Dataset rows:

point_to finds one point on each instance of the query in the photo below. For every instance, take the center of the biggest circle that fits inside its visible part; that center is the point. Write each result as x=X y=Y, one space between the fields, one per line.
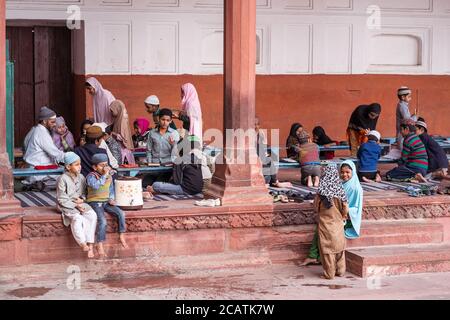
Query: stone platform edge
x=46 y=222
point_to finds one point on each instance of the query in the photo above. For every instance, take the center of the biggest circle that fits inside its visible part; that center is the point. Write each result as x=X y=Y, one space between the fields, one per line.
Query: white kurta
x=41 y=150
x=112 y=161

• _Your task_: Could you format the lines of these entries as a numbered list, skipping blank lines and leaving out the pictures?

• _Finished answer_:
1. point_to finds one point on each instance of the query in the photo below. For every instance, take the center of the biggest circle that fits inside its visible part; that center is the point. Write each result as x=X y=Y, one space between the fields, one per line.
2. Query: stone platform edge
3. x=46 y=222
4. point_to finds one point on each instance of the query in the photo above. For every instance, take the center of the biggest circle that fits inside its visible part; that center is the point. Write each result as x=X y=Y, one space between the fields, one per line.
5. Query: white kurta
6. x=41 y=150
7. x=112 y=161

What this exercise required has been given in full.